**ACTION ITEM:** Copy the data from its start through the line containing "positive clicks: (221, 396)", inclusive, and leave the pictures out of your copy.
========
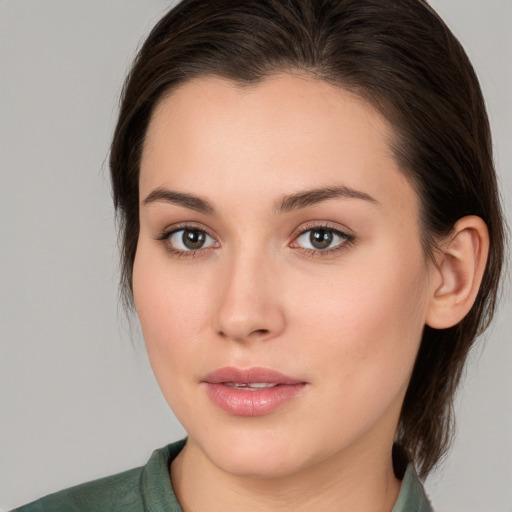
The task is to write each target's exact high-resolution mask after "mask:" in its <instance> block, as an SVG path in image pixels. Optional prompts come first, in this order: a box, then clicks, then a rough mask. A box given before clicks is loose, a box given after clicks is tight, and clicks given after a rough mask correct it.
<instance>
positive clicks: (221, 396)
mask: <svg viewBox="0 0 512 512" xmlns="http://www.w3.org/2000/svg"><path fill="white" fill-rule="evenodd" d="M205 384H206V389H207V393H208V396H209V397H210V399H211V400H212V401H213V403H214V404H215V405H217V406H218V407H220V408H221V409H222V410H223V411H225V412H227V413H229V414H233V415H236V416H263V415H265V414H270V413H271V412H273V411H275V410H276V409H278V408H279V407H281V406H283V405H285V404H286V403H288V402H290V401H291V400H293V399H294V398H295V397H296V396H297V395H298V394H299V393H300V392H301V391H302V390H303V389H304V388H305V386H306V384H305V383H299V384H279V385H277V386H274V387H271V388H263V389H254V388H253V389H248V388H242V389H240V388H238V389H237V388H233V387H231V386H226V385H225V384H222V383H220V384H212V383H209V382H206V383H205Z"/></svg>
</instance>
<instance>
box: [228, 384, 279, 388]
mask: <svg viewBox="0 0 512 512" xmlns="http://www.w3.org/2000/svg"><path fill="white" fill-rule="evenodd" d="M224 384H225V385H226V386H229V387H230V388H236V389H247V388H250V389H265V388H273V387H275V386H277V384H270V383H269V382H225V383H224Z"/></svg>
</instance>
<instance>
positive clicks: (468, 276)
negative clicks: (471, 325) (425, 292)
mask: <svg viewBox="0 0 512 512" xmlns="http://www.w3.org/2000/svg"><path fill="white" fill-rule="evenodd" d="M488 253H489V231H488V229H487V225H486V224H485V222H484V221H483V220H482V219H481V218H480V217H476V216H474V215H471V216H467V217H463V218H462V219H460V220H459V221H458V222H457V223H456V224H455V226H454V228H453V231H452V233H451V234H450V235H449V237H448V238H447V239H446V240H444V241H443V242H442V243H441V244H440V247H439V252H438V256H437V258H436V259H437V265H436V269H435V273H436V279H435V280H433V281H432V282H433V290H432V295H431V299H430V304H429V308H428V311H427V317H426V324H427V325H429V326H430V327H432V328H434V329H447V328H448V327H452V326H454V325H456V324H457V323H459V322H460V321H461V320H462V319H463V318H464V317H465V316H466V314H467V313H468V312H469V310H470V309H471V307H472V306H473V303H474V301H475V299H476V296H477V293H478V290H479V288H480V284H481V282H482V277H483V274H484V271H485V266H486V263H487V256H488Z"/></svg>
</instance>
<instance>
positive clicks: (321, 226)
mask: <svg viewBox="0 0 512 512" xmlns="http://www.w3.org/2000/svg"><path fill="white" fill-rule="evenodd" d="M352 240H353V237H352V236H351V235H348V234H347V233H343V232H342V231H339V230H337V229H334V228H330V227H324V226H316V227H313V228H310V229H307V230H305V231H303V232H302V233H301V234H300V235H299V236H298V237H297V238H296V239H295V240H294V241H293V243H292V247H298V248H302V249H306V250H309V251H323V252H330V251H333V250H336V249H341V248H342V247H343V246H345V245H346V244H347V243H350V242H352Z"/></svg>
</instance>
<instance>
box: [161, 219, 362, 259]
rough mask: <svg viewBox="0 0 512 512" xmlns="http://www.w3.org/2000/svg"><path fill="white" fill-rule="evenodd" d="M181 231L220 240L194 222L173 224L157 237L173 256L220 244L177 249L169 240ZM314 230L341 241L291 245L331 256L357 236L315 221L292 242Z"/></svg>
mask: <svg viewBox="0 0 512 512" xmlns="http://www.w3.org/2000/svg"><path fill="white" fill-rule="evenodd" d="M180 231H192V232H197V233H203V234H204V235H206V236H208V237H210V238H211V239H212V240H214V241H215V243H216V244H218V242H217V241H216V240H215V238H214V237H213V236H212V235H210V234H209V233H208V231H206V230H205V229H203V228H200V227H198V226H195V225H192V224H183V225H178V226H173V227H172V229H167V230H165V231H163V232H162V233H161V234H160V235H159V236H158V237H157V238H156V240H158V241H159V242H161V243H162V244H163V245H164V247H165V250H166V251H167V252H168V253H170V254H171V255H172V256H177V257H180V258H194V257H197V256H199V255H200V253H204V252H205V251H206V250H208V249H216V248H217V247H218V245H217V246H216V247H204V248H203V247H201V248H199V249H195V250H193V249H191V250H187V251H185V250H182V249H176V248H175V247H173V246H172V245H171V244H170V243H169V241H170V239H171V237H172V236H173V235H175V234H176V233H179V232H180ZM314 231H327V232H329V233H331V234H332V235H334V236H337V237H339V238H340V239H341V241H340V242H339V243H338V244H337V245H335V246H334V247H328V248H326V249H310V248H305V247H293V245H291V244H290V245H291V247H292V248H293V250H296V251H300V252H302V253H305V254H306V255H308V256H313V257H314V256H317V257H322V256H330V255H333V254H336V253H338V252H340V251H342V250H344V249H346V248H347V247H349V246H350V245H352V244H353V243H354V241H355V237H354V235H352V234H349V233H346V232H344V231H341V230H339V229H336V228H334V227H332V226H330V225H328V224H320V223H315V224H311V225H306V226H304V227H302V228H301V229H300V231H298V232H297V234H295V235H294V236H293V241H292V244H293V243H295V242H296V241H297V240H298V239H299V238H300V237H302V236H304V235H306V234H307V233H311V232H314Z"/></svg>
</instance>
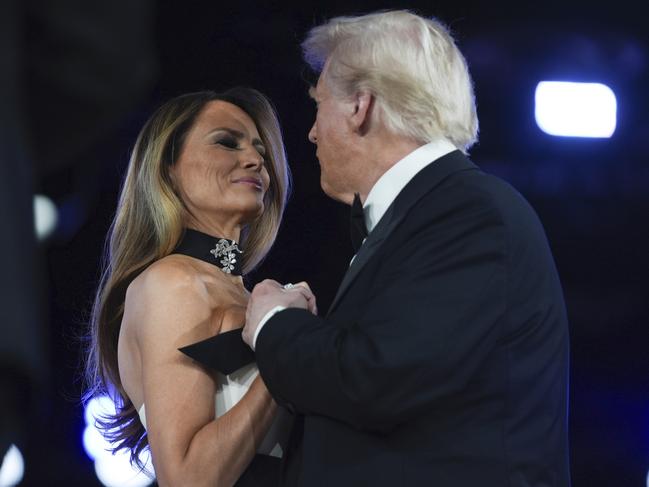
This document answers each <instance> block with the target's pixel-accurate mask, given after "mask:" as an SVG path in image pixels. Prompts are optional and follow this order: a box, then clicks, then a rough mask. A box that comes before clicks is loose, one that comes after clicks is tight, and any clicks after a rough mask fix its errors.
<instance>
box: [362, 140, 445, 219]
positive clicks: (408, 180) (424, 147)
mask: <svg viewBox="0 0 649 487" xmlns="http://www.w3.org/2000/svg"><path fill="white" fill-rule="evenodd" d="M455 150H457V147H455V146H454V145H453V144H452V143H451V142H449V141H448V140H446V139H438V140H435V141H433V142H429V143H428V144H426V145H422V146H421V147H418V148H417V149H415V150H414V151H412V152H411V153H410V154H408V155H407V156H406V157H404V158H403V159H401V160H400V161H399V162H397V163H396V164H395V165H394V166H392V167H391V168H390V169H388V170H387V171H385V173H383V175H382V176H381V177H380V178H379V179H378V181H377V182H376V183H375V184H374V186H373V187H372V189H371V190H370V192H369V194H368V195H367V199H366V200H365V203H364V204H363V213H364V216H365V225H366V226H367V231H368V232H371V231H372V230H373V229H374V227H375V226H376V224H377V223H378V222H379V221H380V220H381V217H382V216H383V215H384V214H385V212H386V210H387V209H388V207H389V206H390V205H391V204H392V202H393V201H394V200H395V198H396V197H397V195H398V194H399V193H400V192H401V190H402V189H403V188H404V187H405V186H406V184H408V183H409V182H410V180H411V179H412V178H413V177H414V176H415V175H416V174H417V173H418V172H419V171H421V170H422V169H423V168H424V167H426V166H428V165H429V164H431V163H433V162H434V161H436V160H437V159H439V158H440V157H443V156H445V155H446V154H449V153H451V152H453V151H455Z"/></svg>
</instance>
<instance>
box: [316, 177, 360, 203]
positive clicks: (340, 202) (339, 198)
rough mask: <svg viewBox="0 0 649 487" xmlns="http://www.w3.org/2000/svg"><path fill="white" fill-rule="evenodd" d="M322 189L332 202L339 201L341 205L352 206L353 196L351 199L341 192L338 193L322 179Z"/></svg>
mask: <svg viewBox="0 0 649 487" xmlns="http://www.w3.org/2000/svg"><path fill="white" fill-rule="evenodd" d="M320 187H321V188H322V191H323V192H324V194H326V195H327V196H328V197H329V198H331V199H332V200H336V201H339V202H340V203H344V204H346V205H350V204H351V201H352V198H353V196H352V198H349V197H348V196H347V195H345V194H344V193H341V192H340V191H336V190H335V189H334V188H333V187H332V186H331V185H329V184H327V182H326V181H325V180H324V179H322V178H320Z"/></svg>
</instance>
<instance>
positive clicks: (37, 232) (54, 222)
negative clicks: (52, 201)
mask: <svg viewBox="0 0 649 487" xmlns="http://www.w3.org/2000/svg"><path fill="white" fill-rule="evenodd" d="M58 220H59V213H58V210H57V209H56V205H55V204H54V203H53V202H52V200H51V199H49V198H48V197H47V196H43V195H40V194H37V195H35V196H34V227H35V228H36V236H37V237H38V240H45V239H46V238H47V237H49V236H50V235H51V234H52V232H53V231H54V229H55V228H56V224H57V222H58Z"/></svg>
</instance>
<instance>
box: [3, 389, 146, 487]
mask: <svg viewBox="0 0 649 487" xmlns="http://www.w3.org/2000/svg"><path fill="white" fill-rule="evenodd" d="M108 414H115V404H114V403H113V401H112V400H111V399H110V398H109V397H108V396H100V397H95V398H93V399H91V400H90V401H89V402H88V404H87V405H86V410H85V412H84V418H85V420H86V428H85V430H84V432H83V447H84V449H85V451H86V453H87V454H88V456H89V457H90V458H91V459H92V460H94V462H95V473H96V474H97V478H98V479H99V481H100V482H101V483H102V484H103V485H105V486H106V487H117V486H124V487H145V486H148V485H151V484H152V483H153V480H154V479H155V472H154V470H153V466H152V462H151V457H150V455H149V452H148V450H147V451H145V452H143V453H142V454H141V455H140V459H141V460H142V463H144V465H145V466H146V469H145V470H144V471H142V472H140V470H139V469H138V468H137V467H134V466H132V465H131V464H130V462H129V457H130V454H129V453H127V452H126V451H124V450H120V451H119V452H117V453H115V454H113V453H112V452H111V445H110V443H109V442H108V441H107V440H106V439H105V438H104V436H103V435H102V434H101V432H100V431H99V429H97V427H96V425H95V423H96V419H97V418H99V419H101V418H102V417H105V416H106V415H108ZM0 487H1V486H0Z"/></svg>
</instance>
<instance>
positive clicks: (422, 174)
mask: <svg viewBox="0 0 649 487" xmlns="http://www.w3.org/2000/svg"><path fill="white" fill-rule="evenodd" d="M469 169H477V166H476V165H475V164H473V163H472V162H471V161H470V160H469V159H468V158H467V157H466V156H465V155H464V154H462V152H460V151H453V152H451V153H450V154H447V155H445V156H443V157H440V158H439V159H437V160H436V161H434V162H433V163H431V164H429V165H428V166H426V167H425V168H424V169H422V170H421V171H419V173H417V174H416V175H415V177H413V178H412V179H411V180H410V182H408V184H407V185H406V186H405V187H404V188H403V190H401V192H400V193H399V194H398V196H397V197H396V199H395V200H394V201H393V202H392V204H391V205H390V207H389V208H388V209H387V211H386V212H385V214H384V215H383V217H382V218H381V220H380V221H379V223H378V224H377V225H376V227H375V228H374V229H373V230H372V231H371V232H370V234H369V235H368V236H367V239H366V240H365V242H364V243H363V245H362V246H361V248H360V249H359V251H358V253H357V254H356V257H355V258H354V261H353V262H352V264H351V265H350V266H349V269H347V273H346V274H345V276H344V277H343V280H342V282H341V283H340V287H339V288H338V292H337V293H336V297H335V298H334V300H333V301H332V303H331V306H330V307H329V311H328V312H327V314H330V313H331V312H332V311H333V310H334V309H335V308H336V306H337V305H338V303H339V302H340V299H341V298H342V297H343V296H344V295H345V293H346V292H347V290H348V289H349V286H350V285H351V284H352V283H353V282H354V280H355V279H356V276H358V274H359V272H360V271H361V270H362V269H363V267H364V266H365V264H366V263H367V262H368V261H369V260H370V259H371V258H372V256H373V255H374V254H376V252H377V251H378V249H380V248H381V245H382V244H383V242H385V240H386V238H387V237H388V236H389V235H390V234H391V233H392V231H393V230H394V229H395V228H396V227H397V225H399V223H401V221H402V220H403V219H404V218H405V217H406V215H407V214H408V211H409V210H410V208H412V207H413V206H414V205H415V204H416V203H417V202H418V201H419V200H420V199H421V198H423V197H424V195H426V194H427V193H429V192H430V191H432V190H433V189H434V188H435V187H436V186H437V185H438V184H439V183H441V182H442V181H443V180H444V179H446V178H447V177H448V176H450V175H451V174H453V173H456V172H459V171H466V170H469Z"/></svg>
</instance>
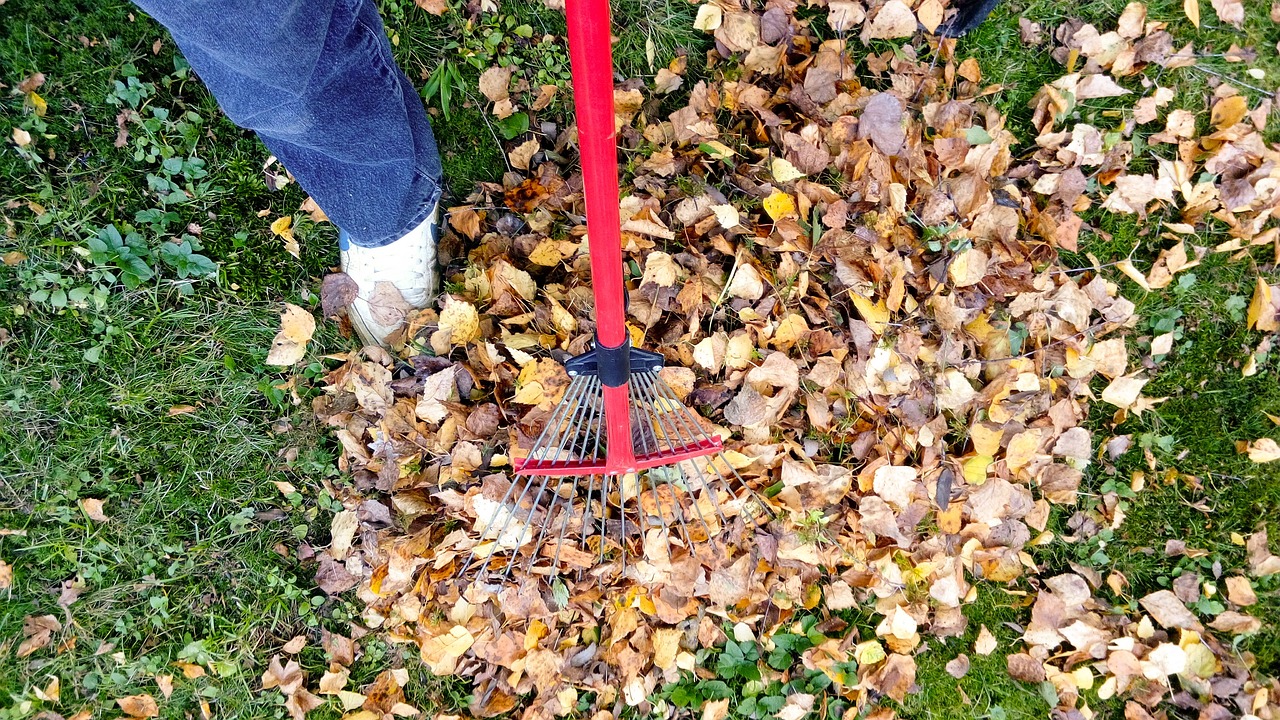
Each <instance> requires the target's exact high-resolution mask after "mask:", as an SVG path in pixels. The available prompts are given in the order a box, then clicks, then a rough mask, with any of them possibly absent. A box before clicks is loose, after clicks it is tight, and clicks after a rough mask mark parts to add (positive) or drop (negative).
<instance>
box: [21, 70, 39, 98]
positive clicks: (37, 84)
========
**WRITTEN ANSWER:**
The task is to write each target's exact high-resolution mask after "mask:" in its <instance> block, as an SVG path in image pixels. Optional prompts come first, in this order: a box, then clicks, then a rough mask. A box given before clicks is loose, a box given after clicks is tight, and clicks given after a rough mask correct it.
<instance>
positive clicks: (221, 396)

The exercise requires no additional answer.